- **Фрагмент текста**
..........

Если бы там работали культурные, интеллигентные, высокообразованные люди, наверное, проблема денег была бы не так остра. Они бы и так все хорошо делали. Но мы же с вами не идем туда работать. Мы какое-то себе другое призвание нашли.
Поэтому там люди, которые работают вахтовым методом. Сутки тут работают, потом уезжают к себе куда-нибудь и два дня там отдыхают. У них, повторюсь, не очень хорошее образование, профессиональные качества, они лишены каких-либо психологических тренингов. Имеется ужасное давление сверху и возможность оттянуться на заключенных. Две встречные тенденции, которые, особенно у не очень образованного человека, очень быстро разрушают психику. Необходимы психологические тренинги, какие-то возможности реабилитации, какая-то психологическая поддержка. Но этого же нет ничего.
Я писала недавно: всё, мы потеряли больницу, товарищ главнокомандующий! Мы не удержали эту высоту. У нас больше для вас больницы нет, у вас для нас тоже нет. Давайте перестанем притворяться, что это — больница, что тут людей лечат. Там ничего нету, кроме, извиняюсь, наркотиков, водки и телефонов мобильных. А врачей там нет. Их там не видел никто много лет. Это больница туберкулезная у нас, центральная в Москве.
- Да вот которые наркотики таскают, которые больше никому не пригодились, те, наверное, и идут. Потому что, а что там еще делать, если денег не платят? Из гуманизма большого очень мало кто будет работать. Я вот за 15 тысяч, которые они там получают, вообще никуда не пойду. Я лучше пойду бесплатно и буду потом интервью давать, какой я хороший, добрый человек. А им жить на эти деньги. Вот разница-то в чем. И это, кстати, я пыталась на Житной объяснить. Они говорят: «Да! Вот как ты хорошо написала, что ты не проносишь „запретики“, а они-то проносят». И я им объясняю, что я — это я. У меня опция другая. Я живу другим. А им жить надо на эти деньги. И если вы им заплатили 10 тысяч, то другие 15 они получат на карточку за то, что притащили зарядку, а в зарядке были наркотики. Человек умер. Ну что тут обсуждать? А параллельно, судя по всему, не работала досмотровая установка. Потому что, сколько я через нее хожу — мы-то без досмотра ходим — ни разу она, зараза, не зазвенела. Я вообще не понимала, как это проносят такое количество телефонов. Но если, когда я прохожу без досмотра через рамку, ни разу ничего не зазвенело, значит, она вообще не работает, наверно? У меня там ключи, мелочь, зажигалки, еще что-нибудь обязательно напихано. А она не звенит. Но считается, что она работает, установка «Фракталь».

..........

- **Список записей**
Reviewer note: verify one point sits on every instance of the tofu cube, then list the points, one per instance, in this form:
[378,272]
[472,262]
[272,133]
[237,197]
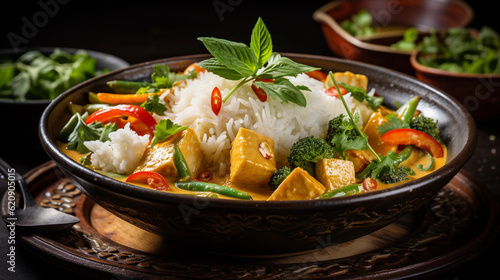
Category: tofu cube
[160,158]
[298,185]
[351,79]
[335,173]
[252,158]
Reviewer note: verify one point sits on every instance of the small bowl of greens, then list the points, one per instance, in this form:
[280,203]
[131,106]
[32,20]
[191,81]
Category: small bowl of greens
[466,64]
[30,78]
[385,33]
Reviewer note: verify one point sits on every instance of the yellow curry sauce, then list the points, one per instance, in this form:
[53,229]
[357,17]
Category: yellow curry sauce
[263,192]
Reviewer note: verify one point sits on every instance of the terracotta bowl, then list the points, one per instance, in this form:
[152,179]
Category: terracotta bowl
[262,228]
[375,49]
[23,131]
[479,93]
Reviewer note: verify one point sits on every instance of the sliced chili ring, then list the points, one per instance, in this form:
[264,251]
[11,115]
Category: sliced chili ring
[216,100]
[106,114]
[153,179]
[408,136]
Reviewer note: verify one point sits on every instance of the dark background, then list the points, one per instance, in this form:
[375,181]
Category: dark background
[148,30]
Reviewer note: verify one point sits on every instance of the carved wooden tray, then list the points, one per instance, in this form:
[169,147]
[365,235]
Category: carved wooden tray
[454,227]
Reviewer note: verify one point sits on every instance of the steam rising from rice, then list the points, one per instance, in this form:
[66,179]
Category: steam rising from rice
[284,122]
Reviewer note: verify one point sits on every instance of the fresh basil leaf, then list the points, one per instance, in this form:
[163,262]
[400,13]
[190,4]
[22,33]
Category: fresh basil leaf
[283,90]
[165,129]
[279,67]
[155,105]
[261,43]
[214,66]
[236,56]
[91,132]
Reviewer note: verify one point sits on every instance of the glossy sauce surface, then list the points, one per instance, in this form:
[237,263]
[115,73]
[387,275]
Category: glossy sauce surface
[263,192]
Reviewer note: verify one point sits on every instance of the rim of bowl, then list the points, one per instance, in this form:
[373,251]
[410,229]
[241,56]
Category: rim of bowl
[97,54]
[443,73]
[321,15]
[451,166]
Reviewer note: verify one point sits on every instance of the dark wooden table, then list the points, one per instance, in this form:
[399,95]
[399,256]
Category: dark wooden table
[148,30]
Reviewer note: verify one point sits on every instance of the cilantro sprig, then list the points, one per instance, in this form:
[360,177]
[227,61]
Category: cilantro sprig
[164,129]
[237,61]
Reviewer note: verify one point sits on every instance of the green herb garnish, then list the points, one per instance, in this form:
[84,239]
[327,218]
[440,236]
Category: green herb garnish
[34,76]
[462,52]
[155,105]
[237,61]
[165,129]
[82,132]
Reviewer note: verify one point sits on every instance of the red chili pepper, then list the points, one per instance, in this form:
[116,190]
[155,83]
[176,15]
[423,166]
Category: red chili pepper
[332,91]
[408,136]
[106,114]
[216,100]
[153,179]
[317,74]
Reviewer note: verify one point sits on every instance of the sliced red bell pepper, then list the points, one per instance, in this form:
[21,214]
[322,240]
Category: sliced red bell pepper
[332,91]
[408,136]
[137,112]
[153,179]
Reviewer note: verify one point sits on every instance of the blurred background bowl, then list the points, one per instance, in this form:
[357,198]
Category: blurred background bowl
[21,118]
[261,228]
[479,93]
[390,20]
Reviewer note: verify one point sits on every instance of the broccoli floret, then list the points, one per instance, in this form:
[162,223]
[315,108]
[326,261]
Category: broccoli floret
[394,174]
[278,177]
[306,152]
[387,170]
[337,126]
[342,135]
[427,125]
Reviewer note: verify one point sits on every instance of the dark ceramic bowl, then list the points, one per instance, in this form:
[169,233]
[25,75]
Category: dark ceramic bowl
[22,117]
[257,228]
[421,14]
[479,93]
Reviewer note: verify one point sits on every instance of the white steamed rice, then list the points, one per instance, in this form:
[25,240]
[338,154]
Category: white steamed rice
[120,155]
[284,122]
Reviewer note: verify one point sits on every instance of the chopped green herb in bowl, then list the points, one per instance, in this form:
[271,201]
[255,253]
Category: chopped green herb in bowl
[38,76]
[462,51]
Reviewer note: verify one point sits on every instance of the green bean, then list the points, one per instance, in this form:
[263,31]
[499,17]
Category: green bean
[181,165]
[429,166]
[68,128]
[125,87]
[343,191]
[210,187]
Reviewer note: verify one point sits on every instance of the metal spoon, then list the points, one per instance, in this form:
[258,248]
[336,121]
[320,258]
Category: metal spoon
[32,216]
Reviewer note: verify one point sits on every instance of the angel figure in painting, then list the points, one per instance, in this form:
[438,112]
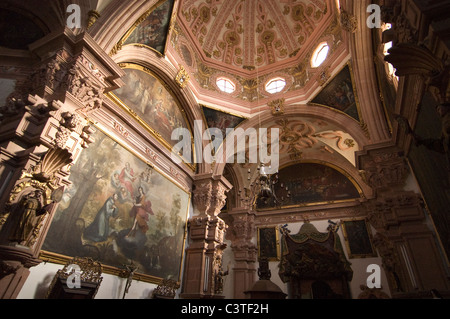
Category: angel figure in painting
[141,210]
[127,178]
[98,230]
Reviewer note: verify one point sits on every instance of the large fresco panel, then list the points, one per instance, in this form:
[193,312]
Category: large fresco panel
[120,210]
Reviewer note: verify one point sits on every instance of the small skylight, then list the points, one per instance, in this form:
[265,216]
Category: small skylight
[320,55]
[225,85]
[275,85]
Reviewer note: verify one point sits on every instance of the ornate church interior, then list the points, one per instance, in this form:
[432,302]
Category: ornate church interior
[224,149]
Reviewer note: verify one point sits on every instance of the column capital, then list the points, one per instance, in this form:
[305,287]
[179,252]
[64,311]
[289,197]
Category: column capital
[209,194]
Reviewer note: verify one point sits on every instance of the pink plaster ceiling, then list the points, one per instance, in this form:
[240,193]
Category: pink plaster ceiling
[252,41]
[244,34]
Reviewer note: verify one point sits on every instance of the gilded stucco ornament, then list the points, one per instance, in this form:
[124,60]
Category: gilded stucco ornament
[33,197]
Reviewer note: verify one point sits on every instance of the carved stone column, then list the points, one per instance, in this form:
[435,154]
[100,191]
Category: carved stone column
[44,127]
[406,244]
[242,231]
[203,272]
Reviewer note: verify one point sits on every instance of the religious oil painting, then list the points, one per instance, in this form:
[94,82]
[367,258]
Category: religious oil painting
[358,236]
[340,94]
[268,243]
[153,31]
[304,184]
[221,120]
[147,99]
[118,210]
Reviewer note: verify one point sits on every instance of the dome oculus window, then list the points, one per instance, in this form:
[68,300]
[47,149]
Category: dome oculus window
[275,85]
[320,55]
[225,85]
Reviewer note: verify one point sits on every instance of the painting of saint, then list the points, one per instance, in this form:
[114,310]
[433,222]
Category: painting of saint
[119,209]
[220,120]
[151,102]
[310,183]
[153,31]
[98,231]
[340,94]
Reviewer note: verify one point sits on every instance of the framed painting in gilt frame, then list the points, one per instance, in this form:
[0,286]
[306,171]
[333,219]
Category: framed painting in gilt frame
[340,95]
[269,243]
[152,29]
[358,238]
[151,103]
[120,210]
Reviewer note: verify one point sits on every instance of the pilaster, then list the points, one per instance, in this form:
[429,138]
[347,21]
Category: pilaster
[45,125]
[203,270]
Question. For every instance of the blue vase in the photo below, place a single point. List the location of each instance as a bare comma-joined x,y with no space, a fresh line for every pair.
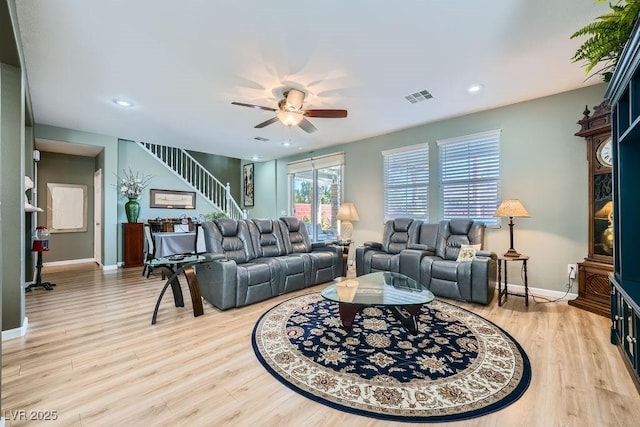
132,209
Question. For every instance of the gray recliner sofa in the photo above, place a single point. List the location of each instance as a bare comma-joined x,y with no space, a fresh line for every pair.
262,258
428,253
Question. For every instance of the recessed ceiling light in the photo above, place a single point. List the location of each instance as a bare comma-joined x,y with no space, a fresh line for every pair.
123,102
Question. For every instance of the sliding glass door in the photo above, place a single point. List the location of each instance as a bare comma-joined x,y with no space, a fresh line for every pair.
316,195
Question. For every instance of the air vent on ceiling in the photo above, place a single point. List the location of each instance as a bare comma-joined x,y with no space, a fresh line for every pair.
423,95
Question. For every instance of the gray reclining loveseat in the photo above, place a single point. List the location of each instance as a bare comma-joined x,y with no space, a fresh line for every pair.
428,253
263,258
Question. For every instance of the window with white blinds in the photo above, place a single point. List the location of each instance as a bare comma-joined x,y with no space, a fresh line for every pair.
406,182
470,176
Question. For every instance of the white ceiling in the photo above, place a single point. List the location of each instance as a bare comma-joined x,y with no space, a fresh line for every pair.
183,62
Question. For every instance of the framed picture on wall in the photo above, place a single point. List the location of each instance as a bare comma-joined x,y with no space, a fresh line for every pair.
247,179
172,199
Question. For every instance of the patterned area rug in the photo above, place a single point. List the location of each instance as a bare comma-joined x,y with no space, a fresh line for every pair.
458,366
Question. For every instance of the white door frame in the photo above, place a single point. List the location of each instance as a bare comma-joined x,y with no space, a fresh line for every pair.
97,216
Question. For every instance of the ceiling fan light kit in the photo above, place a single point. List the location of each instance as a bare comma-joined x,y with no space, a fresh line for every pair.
290,112
289,118
294,99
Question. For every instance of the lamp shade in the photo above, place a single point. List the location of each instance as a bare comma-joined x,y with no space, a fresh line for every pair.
347,212
289,118
511,208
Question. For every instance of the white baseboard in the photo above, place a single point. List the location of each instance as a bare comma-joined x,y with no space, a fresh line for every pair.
68,262
17,332
546,293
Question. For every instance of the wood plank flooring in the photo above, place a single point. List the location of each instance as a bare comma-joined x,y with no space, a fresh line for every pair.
92,355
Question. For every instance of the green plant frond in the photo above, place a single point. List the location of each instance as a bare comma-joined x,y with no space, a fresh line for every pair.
607,36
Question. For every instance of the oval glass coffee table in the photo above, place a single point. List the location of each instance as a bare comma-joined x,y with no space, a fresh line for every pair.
401,294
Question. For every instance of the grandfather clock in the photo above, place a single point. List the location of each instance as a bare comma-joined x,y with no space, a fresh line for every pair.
594,288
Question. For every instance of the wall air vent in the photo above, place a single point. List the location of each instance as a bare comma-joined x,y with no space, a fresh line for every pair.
414,98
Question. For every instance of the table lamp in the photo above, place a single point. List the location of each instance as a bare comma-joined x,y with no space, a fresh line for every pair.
511,208
346,214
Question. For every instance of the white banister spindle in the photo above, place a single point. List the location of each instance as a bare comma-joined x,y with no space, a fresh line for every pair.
184,166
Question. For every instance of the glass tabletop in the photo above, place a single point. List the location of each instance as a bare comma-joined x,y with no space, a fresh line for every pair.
381,288
177,259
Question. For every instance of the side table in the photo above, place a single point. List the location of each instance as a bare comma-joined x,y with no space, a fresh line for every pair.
345,245
503,260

..........

- **Инструкции**
- 1) Перепишите дословно часть фрагмента начиная со слов «Если бы там» и заканчивая словами «другое призвание нашли.».
- 2) Изложите содержание фрагмента в двух предложениях.
Опирайтесь только на фрагмент текста.

- **Ответы по заданиям**
- 1)
Если бы там работали культурные, интеллигентные, высокообразованные люди, наверное, проблема денег была бы не так остра. Они бы и так все хорошо делали. Но мы же с вами не идем туда работать. Мы какое-то себе другое призвание нашли.

- 2) Персонал, работающий вахтовым методом, имеет невысокое образование и не проходит психологических тренингов, а давление сверху вместе с возможностью отыграться на заключенных быстро разрушает его психику. Центральная туберкулезная больница в Москве описана как место, где нет врачей, а есть только наркотики, водка и мобильные телефоны, которые при низких зарплатах проносят за деньги, тогда как досмотровая установка, судя по всему, не работает.